[BEGIN]

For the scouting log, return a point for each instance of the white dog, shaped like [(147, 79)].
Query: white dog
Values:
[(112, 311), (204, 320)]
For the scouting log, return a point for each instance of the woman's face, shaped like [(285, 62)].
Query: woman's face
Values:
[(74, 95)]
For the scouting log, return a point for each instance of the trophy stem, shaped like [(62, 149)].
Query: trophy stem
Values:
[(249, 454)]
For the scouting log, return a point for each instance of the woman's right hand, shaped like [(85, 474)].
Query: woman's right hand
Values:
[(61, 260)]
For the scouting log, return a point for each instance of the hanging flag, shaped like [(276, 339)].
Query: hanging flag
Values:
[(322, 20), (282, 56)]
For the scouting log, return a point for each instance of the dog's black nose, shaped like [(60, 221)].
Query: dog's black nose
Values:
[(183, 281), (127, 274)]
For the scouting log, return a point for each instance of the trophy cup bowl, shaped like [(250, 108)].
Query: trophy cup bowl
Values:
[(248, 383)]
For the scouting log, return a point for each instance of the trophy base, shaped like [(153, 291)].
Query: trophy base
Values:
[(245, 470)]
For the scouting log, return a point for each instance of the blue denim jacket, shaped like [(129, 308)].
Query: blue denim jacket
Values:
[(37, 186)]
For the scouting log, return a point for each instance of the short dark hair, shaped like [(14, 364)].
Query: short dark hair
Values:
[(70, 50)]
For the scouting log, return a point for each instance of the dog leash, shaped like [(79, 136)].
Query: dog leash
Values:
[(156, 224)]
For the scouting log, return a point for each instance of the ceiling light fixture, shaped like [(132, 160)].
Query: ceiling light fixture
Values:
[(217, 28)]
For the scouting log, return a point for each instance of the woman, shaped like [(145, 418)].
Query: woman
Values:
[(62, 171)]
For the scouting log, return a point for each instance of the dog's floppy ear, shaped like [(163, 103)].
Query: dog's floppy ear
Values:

[END]

PROBLEM STATEMENT: Express the listing above as a JSON list of strings, with each line as its own string and blank lines left out.

TASK SOLUTION:
[
  "For the scouting log, return a point for each instance of the white dog, shaped like [(147, 79)].",
  "Query: white dog",
  "Values:",
  "[(112, 311), (204, 320)]",
  "For the scouting log, return a point for each instance of the woman's face, shaped like [(285, 62)].",
  "Query: woman's face",
  "Values:",
  "[(74, 95)]",
  "For the scouting log, return a point for each instance of the trophy stem, shaped like [(62, 149)].",
  "Query: trophy stem",
  "Values:",
  "[(249, 454)]",
  "For the scouting log, return a point for each instance of the woman's right hand, shaped like [(85, 474)].",
  "Query: woman's right hand",
  "Values:",
  "[(61, 260)]",
  "For the scouting log, return a point for each instance of the hanging flag, shaped like [(276, 339)].",
  "Query: hanging flag",
  "Values:",
  "[(322, 20), (282, 56)]",
  "For the scouting log, return a point for each instance of the dog's black nose, shaped like [(60, 221)].",
  "Query: dog's black nose",
  "Values:",
  "[(183, 281), (127, 274)]",
  "For the scouting log, return a point for each instance of the trophy cup bowl, shaped like [(250, 108)].",
  "Query: trophy cup bowl",
  "Values:",
  "[(248, 383)]",
  "For the scouting log, return a point for each instance of the trophy base, shaped like [(153, 291)].",
  "Query: trophy base",
  "Values:",
  "[(245, 470)]",
  "For the scouting log, return a point for each instance of the blue denim jacket, shaped like [(129, 308)].",
  "Query: blue denim jacket",
  "Values:",
  "[(37, 186)]",
  "For the scouting log, return a point for each instance of the short dark hair, shaped like [(14, 364)].",
  "Query: short dark hair",
  "Values:",
  "[(70, 50)]",
  "For the scouting log, return a point for each instance of the dog leash, shaped like [(79, 136)].",
  "Query: dog leash",
  "Values:",
  "[(156, 224)]",
  "For the scouting log, return a point for each instance of the ceiling light fixture, shaped like [(132, 160)].",
  "Query: ceiling light fixture",
  "Values:",
  "[(217, 28)]",
  "For the scouting log, return a point for each instance of the woman, shaped like [(145, 418)].",
  "Query: woman",
  "Values:",
  "[(62, 171)]",
  "For the scouting log, return a point for each instance of the dog's floppy ear, shaped like [(163, 103)].",
  "Query: dog's floppy ear",
  "Values:"
]